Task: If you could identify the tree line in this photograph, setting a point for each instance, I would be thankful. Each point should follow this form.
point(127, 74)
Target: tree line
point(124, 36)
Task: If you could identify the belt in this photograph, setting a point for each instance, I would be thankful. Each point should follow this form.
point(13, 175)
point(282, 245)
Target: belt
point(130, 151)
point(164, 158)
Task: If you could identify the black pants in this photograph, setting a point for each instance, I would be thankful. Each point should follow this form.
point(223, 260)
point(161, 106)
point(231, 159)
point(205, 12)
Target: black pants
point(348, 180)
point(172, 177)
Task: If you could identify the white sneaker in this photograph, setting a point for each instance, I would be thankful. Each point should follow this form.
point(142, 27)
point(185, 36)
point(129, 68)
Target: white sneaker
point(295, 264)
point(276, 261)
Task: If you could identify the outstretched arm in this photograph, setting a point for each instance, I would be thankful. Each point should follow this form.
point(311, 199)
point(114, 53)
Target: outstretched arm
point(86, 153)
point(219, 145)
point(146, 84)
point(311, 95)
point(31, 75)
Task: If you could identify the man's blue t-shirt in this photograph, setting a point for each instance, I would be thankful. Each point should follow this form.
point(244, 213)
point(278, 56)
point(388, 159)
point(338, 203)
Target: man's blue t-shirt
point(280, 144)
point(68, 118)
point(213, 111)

···

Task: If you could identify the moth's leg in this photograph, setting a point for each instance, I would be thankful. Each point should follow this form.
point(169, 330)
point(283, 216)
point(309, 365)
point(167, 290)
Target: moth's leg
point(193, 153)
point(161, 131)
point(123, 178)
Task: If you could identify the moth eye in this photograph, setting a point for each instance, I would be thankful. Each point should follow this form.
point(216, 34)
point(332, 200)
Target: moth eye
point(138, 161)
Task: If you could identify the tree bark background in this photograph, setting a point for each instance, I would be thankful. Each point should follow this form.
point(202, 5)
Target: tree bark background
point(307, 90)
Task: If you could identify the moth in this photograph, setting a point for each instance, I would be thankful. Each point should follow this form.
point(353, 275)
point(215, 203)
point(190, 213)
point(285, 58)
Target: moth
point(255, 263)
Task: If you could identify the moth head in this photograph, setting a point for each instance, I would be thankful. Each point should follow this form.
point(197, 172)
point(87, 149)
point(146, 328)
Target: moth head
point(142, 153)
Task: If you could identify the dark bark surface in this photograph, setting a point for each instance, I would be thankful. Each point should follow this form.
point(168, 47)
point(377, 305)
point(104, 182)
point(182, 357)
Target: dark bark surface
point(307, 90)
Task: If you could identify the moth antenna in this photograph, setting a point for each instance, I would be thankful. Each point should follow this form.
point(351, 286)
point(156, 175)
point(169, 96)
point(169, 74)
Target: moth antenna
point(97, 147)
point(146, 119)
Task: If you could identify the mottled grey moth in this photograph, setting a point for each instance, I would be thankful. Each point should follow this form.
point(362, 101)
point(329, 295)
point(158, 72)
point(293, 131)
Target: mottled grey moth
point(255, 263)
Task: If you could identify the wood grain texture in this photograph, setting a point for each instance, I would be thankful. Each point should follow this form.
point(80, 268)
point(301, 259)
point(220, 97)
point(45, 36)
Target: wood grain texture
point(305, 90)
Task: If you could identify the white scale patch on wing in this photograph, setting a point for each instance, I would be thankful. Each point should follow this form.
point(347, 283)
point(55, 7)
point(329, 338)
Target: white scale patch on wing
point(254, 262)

···

## Required work
Transcribe the records above from the line holding "point(182, 357)" down to the line holding "point(293, 131)", inclusive, without adding anything.

## Task response
point(182, 357)
Target: dark bark surface
point(307, 90)
Task: If you could identify the moth antenna in this photograph, setting a point for each instance, I would be thankful. Each point should follow this form.
point(351, 286)
point(156, 175)
point(169, 96)
point(169, 74)
Target: moth antenna
point(97, 147)
point(146, 119)
Task: If you could identify the mottled grey moth in this photograph, setting a point for each instance, I would be thankful. Each point should follow this form.
point(362, 101)
point(329, 295)
point(158, 72)
point(293, 131)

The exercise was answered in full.